• **Exercise text**
★ ★ ★ ★ ★
We chose to start with the first two directions:Emotional awareness + AI-assisted conversation.Because these two directly address the core pain points on the user side — and as a side project, solving demand-side problems first is just more practical than tackling supply-side ones.
Unload isn't trying to be an all-in-one mental health platform. It's focused on doing one thing really well: helping users see their own emotions.
From Web to App: Use Case Determines Product Form
Unload started as a web app, and we invited dozens of volunteers to test it. Feedback was mostly positive — but it also revealed a core contradiction: emotions are immediate, but opening a browser isn't. Testers told us that when they were actually feeling anxious or irritable, they'd already given up by the time they got to the app. That one extra step was enough to break the whole behavior. This insight directly drove the decision to build a native app — because reducing friction is what allows the tool to show up exactly when it's needed.
Design Principle: Subtract, Don't Add
Every design decision in the app version came back to the same question:Does this actually help users see themselves more clearly?
From Five Steps Down to Three
The first version had too many steps and too many options — which ironically made logging feel harder, not easier. Version two cut it down to three steps with significantly fewer choices, so users can finish logging in the moment emotions hit. We also added a quote card as a gentle wrap-up after logging — so it doesn't just end abruptly.
Understanding Your Emotional State Through Emotion Analysis
The web version used weather metaphors to represent emotions — the idea was to make feelings more intuitive. But testing showed the metaphor actually created distance: users had to "translate" their emotions into weather before they could understand the chart. The app version went back to the same "subtract" principle and switched to a donut chart that shows emotion distribution directly — one less layer of translation between the data and how you actually feel. The reflection journal is designed as a space you can return to anytime, not a habit you have to maintain.
★ ★ ★ ★ ★
• **Source information**
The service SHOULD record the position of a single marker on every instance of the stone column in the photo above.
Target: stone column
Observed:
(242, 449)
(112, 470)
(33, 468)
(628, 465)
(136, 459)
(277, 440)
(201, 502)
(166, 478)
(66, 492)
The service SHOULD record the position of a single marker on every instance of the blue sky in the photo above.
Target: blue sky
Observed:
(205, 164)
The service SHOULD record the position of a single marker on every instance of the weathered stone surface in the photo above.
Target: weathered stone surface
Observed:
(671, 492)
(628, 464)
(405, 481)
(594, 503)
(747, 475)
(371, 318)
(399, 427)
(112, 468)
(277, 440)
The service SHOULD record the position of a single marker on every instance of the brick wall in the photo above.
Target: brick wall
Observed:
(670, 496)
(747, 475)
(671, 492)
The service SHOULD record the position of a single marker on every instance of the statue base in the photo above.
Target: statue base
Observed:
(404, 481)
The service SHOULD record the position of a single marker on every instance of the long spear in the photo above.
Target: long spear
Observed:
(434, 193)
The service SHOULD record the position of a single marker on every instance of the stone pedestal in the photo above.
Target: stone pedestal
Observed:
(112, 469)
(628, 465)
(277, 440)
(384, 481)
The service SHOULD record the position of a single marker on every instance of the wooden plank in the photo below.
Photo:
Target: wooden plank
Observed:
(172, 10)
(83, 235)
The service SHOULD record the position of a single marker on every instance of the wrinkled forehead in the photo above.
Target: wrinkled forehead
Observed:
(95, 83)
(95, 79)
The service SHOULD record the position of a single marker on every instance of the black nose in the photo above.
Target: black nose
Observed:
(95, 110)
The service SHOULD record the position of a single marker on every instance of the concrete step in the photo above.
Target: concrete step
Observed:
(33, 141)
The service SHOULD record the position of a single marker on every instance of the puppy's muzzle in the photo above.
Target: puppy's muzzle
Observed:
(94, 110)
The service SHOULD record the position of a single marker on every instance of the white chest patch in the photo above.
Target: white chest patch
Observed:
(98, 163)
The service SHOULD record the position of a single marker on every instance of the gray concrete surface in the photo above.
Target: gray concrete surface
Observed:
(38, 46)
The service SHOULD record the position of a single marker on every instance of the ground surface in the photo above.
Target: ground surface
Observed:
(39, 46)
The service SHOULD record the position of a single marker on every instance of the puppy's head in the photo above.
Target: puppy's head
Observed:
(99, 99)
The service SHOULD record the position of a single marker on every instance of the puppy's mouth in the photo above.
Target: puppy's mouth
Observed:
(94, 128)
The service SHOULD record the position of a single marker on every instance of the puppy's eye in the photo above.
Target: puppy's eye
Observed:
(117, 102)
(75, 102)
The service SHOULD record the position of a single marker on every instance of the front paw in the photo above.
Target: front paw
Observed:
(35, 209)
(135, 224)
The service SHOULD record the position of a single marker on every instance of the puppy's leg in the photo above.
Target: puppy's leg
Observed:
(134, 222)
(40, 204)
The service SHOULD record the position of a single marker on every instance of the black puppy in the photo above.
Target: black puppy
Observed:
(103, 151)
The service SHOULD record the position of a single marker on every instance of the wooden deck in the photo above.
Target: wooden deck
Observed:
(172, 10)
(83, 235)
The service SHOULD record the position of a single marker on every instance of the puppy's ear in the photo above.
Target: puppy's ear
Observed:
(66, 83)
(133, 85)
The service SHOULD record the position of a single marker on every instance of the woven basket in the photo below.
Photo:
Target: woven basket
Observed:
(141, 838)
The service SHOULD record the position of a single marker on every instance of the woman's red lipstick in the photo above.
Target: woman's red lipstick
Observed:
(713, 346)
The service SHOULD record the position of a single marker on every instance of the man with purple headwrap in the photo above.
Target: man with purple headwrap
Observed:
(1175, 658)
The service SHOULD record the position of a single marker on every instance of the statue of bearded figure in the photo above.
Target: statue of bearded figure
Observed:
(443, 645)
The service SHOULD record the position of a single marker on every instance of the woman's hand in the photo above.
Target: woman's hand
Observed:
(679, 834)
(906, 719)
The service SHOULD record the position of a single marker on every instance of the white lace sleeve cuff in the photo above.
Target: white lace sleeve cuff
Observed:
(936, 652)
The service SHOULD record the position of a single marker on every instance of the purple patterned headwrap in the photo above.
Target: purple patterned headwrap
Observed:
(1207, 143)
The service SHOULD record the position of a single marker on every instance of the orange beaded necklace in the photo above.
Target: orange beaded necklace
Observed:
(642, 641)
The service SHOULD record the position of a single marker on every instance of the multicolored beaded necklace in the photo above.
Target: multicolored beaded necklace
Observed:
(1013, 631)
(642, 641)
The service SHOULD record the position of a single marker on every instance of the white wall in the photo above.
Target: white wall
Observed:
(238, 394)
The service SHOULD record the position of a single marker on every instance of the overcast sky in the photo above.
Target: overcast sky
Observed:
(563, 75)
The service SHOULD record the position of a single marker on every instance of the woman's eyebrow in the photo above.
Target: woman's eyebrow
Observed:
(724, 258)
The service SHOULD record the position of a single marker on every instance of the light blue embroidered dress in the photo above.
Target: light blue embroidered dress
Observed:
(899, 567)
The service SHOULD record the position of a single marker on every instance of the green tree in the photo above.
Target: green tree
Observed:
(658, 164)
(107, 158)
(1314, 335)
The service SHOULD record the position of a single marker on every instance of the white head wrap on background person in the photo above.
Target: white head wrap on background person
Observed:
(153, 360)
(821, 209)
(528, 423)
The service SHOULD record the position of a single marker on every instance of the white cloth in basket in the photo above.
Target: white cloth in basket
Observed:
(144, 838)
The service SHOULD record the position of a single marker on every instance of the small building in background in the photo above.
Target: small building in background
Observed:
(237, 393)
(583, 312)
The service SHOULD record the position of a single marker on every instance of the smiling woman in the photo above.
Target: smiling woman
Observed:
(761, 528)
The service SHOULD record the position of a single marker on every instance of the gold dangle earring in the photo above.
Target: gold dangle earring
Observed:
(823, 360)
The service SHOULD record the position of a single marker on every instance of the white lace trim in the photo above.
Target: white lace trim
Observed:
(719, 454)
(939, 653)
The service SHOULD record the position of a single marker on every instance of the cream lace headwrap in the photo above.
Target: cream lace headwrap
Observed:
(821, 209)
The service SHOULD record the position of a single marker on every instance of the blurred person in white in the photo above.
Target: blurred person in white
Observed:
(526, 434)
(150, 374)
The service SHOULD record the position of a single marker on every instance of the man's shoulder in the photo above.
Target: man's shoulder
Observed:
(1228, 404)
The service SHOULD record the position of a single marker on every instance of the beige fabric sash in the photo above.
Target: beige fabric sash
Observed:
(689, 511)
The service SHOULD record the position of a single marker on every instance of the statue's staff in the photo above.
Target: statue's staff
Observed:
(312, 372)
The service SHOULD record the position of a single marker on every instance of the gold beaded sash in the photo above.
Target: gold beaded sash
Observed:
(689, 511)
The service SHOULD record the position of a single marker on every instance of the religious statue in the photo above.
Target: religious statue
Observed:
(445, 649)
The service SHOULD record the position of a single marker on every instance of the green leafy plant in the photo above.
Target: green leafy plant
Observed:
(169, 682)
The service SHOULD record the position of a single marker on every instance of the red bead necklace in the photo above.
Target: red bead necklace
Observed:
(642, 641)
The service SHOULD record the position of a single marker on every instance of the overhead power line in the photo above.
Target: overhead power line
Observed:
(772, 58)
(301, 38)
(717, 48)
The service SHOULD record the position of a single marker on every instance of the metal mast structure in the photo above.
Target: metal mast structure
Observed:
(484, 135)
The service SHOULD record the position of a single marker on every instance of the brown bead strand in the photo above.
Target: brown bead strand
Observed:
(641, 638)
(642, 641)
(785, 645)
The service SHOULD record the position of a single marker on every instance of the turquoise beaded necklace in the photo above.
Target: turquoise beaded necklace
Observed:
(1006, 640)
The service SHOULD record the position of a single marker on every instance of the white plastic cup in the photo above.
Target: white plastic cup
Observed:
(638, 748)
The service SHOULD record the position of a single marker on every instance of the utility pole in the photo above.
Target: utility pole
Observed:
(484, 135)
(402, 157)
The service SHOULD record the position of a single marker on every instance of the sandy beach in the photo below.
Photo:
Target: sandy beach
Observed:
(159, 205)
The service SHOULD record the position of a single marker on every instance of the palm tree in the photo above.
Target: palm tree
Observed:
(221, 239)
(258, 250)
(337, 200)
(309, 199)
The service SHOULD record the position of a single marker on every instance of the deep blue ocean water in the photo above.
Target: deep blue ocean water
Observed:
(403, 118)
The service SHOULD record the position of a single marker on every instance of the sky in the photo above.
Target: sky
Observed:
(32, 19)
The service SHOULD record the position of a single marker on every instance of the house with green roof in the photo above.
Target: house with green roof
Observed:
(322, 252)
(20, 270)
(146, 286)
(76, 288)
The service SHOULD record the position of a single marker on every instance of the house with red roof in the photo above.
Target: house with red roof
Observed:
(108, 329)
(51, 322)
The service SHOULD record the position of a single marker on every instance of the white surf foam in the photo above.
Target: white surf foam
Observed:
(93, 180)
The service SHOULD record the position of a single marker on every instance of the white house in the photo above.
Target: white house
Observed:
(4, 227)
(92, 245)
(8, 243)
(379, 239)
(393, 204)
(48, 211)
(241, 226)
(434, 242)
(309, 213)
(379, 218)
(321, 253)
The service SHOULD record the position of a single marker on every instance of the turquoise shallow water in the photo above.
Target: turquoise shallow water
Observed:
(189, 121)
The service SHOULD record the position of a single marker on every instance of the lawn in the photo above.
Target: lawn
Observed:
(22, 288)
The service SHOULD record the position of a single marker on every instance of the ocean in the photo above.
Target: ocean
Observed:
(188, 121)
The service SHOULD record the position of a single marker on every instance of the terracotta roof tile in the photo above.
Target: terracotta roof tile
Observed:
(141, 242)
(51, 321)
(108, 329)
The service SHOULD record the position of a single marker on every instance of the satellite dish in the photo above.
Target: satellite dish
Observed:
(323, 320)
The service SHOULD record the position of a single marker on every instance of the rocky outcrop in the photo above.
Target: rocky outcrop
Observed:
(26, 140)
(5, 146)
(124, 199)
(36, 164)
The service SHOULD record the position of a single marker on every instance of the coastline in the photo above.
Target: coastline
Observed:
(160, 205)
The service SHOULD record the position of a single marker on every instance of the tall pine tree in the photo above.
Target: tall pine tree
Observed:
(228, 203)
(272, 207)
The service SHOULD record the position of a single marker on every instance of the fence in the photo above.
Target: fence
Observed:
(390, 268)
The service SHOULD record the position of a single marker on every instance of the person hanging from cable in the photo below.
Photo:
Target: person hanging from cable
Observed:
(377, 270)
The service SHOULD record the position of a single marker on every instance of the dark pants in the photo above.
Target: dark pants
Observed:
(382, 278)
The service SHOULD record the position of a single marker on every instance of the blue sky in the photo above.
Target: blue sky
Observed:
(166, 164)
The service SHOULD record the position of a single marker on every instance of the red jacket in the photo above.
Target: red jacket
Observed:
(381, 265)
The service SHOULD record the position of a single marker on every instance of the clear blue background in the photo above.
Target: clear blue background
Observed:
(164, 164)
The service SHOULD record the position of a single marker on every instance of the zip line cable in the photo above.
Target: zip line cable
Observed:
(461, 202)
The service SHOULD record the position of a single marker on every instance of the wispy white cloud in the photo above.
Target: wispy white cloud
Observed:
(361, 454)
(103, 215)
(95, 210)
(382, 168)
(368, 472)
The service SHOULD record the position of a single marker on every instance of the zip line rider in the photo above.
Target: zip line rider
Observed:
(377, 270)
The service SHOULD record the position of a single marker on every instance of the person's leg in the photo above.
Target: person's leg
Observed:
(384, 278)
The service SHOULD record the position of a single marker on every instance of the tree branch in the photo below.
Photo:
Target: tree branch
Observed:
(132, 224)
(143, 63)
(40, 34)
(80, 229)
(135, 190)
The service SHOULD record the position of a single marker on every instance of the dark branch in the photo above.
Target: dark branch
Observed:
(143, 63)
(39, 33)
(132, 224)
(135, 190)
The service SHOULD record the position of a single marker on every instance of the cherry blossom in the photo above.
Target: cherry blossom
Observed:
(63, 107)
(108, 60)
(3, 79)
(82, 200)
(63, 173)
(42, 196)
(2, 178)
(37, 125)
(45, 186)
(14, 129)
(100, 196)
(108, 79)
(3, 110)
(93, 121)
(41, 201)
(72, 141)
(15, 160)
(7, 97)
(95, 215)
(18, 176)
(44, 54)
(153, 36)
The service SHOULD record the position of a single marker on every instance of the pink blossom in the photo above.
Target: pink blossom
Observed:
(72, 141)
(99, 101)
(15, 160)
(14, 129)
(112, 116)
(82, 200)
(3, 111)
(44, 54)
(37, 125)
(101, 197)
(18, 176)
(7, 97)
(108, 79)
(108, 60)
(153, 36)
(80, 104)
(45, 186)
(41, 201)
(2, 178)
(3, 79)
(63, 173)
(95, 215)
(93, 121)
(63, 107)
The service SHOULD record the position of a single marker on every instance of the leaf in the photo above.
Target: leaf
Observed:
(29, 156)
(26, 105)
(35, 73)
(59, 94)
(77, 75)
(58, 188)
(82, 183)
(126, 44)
★ ★ ★ ★ ★
• **Assigned task 1**
Answer these from the text about Unload:
(a) What did Unload start as before becoming an app?
(b) How many steps does the second version of logging have?
(c) What kind of chart replaced the weather metaphors in the app version?
• **Assigned task 2**
In the text about Unload, reproduce the passage that begins with the words "Design Principle: Subtract, Don't" and ends with "themselves more clearly?".

• **Exercise output 1**
(a) A web app
(b) Three
(c) A donut chart

• **Exercise output 2**
Design Principle: Subtract, Don't Add
Every design decision in the app version came back to the same question:Does this actually help users see themselves more clearly?